→ **TEXT SHOWN**:
____________

"Every time I see someone using TCP_NODELAY, I ask: Have you met its misunderstood cousin TCP_CORK?"
– A Network Programmer Who Knows

In this post, I'm diving head-first into one of the lesser-known (but incredibly powerful) socket options in Linux: TCP_CORK. This is the kind of option you only learn about if you've stared at strace logs at 3 AM, trying to shave milliseconds off a TCP stream, or you've been burned by partial frame sends from glibc's write().

If you're the kind of person who enjoys memory-mapped files, splice(2), zero-copy TCP, or hacking the Linux TCP stack for fun – then oh boy, TCP_CORK is for you.

TL;DR;

  • TCP_CORK is a socket option specific to Linux.
  • It allows you to delay TCP packet transmission until you send enough data to fill a maximum-sized segment (MSS).
  • It's a cousin of TCP_NODELAY, but with the opposite behavior.
  • It's essential for high-performance network servers, static file servers, and anything needing write coalescing.
  • Think of it as manual Nagle – but better.

Historical Context

To understand TCP_CORK, we must wind the clock back to the early days of TCP and Nagle's algorithm.

In the 1980s, John Nagle proposed an algorithm to reduce the number of small packets (tinygrams) on the network. He observed that many TCP applications were sending data byte-by-byte (think printf() in a loop), causing TCP to emit many 40-byte packets with only 1 byte of data.

Enter: TCP_NODELAY

To combat that, TCP/IP stacks introduced Nagle's algorithm, which tries to batch small writes until an ACK comes back. But sometimes, you want to send data immediately – say, a game server or trading app. So BSD sockets gave us TCP_NODELAY, which disables Nagle's buffering.

Problem solved?

Not quite.

Now Enter: TCP_CORK (Linux-only)

The Linux kernel team saw a better way. What if you could intentionally delay sending packets until you knew the data was "done" – like when you're building an HTTP header + body?

That's the purpose of TCP_CORK.

It gives you manual control over when TCP pushes data out. Cork the socket, buffer as many writes as you like, and then uncork it to flush the data.

Originally added in Linux 2.2 (around 1999), it's lived in obscurity ever since – a hidden gem for syscalls nerds.

TCP_NODELAY vs TCP_CORK

Let's burn this into your brain.

____________

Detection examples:
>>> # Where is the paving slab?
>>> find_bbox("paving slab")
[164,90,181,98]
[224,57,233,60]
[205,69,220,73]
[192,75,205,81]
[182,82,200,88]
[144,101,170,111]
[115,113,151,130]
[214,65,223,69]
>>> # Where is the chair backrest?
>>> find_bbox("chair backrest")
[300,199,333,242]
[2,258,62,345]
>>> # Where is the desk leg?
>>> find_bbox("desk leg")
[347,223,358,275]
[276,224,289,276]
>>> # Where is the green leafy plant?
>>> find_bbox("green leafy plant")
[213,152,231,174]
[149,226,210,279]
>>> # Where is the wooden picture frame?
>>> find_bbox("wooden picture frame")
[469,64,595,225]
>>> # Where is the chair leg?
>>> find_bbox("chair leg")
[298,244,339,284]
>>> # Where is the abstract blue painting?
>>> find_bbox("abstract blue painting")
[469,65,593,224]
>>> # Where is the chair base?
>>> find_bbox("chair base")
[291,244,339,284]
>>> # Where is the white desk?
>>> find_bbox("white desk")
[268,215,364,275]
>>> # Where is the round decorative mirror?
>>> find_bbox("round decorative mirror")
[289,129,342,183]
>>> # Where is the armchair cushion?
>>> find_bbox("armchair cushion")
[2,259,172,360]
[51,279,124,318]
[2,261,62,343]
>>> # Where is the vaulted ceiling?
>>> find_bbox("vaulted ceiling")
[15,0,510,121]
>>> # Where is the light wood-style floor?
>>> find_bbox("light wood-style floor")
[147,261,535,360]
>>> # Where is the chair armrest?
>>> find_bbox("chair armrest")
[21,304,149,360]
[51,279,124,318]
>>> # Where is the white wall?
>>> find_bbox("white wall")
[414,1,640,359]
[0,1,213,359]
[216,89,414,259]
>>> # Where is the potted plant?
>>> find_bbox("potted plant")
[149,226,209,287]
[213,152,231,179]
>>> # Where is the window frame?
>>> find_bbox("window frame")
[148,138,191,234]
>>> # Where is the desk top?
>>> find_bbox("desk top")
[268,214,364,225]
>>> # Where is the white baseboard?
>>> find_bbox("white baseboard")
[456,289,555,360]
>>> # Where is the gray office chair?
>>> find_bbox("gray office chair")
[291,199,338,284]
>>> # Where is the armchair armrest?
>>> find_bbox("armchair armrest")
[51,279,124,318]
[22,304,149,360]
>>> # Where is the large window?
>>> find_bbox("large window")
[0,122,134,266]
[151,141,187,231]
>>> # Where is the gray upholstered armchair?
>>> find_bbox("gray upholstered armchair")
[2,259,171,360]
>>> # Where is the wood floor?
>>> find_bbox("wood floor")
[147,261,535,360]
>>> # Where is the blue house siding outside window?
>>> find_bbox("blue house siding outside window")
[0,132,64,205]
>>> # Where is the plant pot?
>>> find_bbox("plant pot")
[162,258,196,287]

____________

→ **SHORT PROBLEM A**:
In the TCP_CORK post, give the passage from "That's the purpose" up to and including "into your brain." again, changing "flush" to "send".
→ **SHORT PROBLEM B**:
Answer these questions from the TCP_CORK post:
(i) Who proposed an algorithm in the 1980s to reduce the number of small packets?
(ii) In which Linux version was TCP_CORK originally added?
(iii) What does TCP_NODELAY disable?
→ **SHORT PROBLEM C**:
Shorten the paragraph of the TCP_CORK post that begins "In the 1980s, John Nagle proposed", keeping its main facts.

→ **TASK ANSWER A**:
That's the purpose of TCP_CORK.

It gives you manual control over when TCP pushes data out. Cork the socket, buffer as many writes as you like, and then uncork it to send the data.

Originally added in Linux 2.2 (around 1999), it's lived in obscurity ever since – a hidden gem for syscalls nerds.

TCP_NODELAY vs TCP_CORK

Let's burn this into your brain.

→ **TASK ANSWER B**:
(i) John Nagle
(ii) Linux 2.2 (around 1999)
(iii) Nagle's buffering

→ **TASK ANSWER C**:
In the 1980s, John Nagle proposed an algorithm to cut down on small packets (tinygrams). He saw that many TCP applications sent data byte by byte, so TCP emitted many 40-byte packets each holding only 1 byte of data.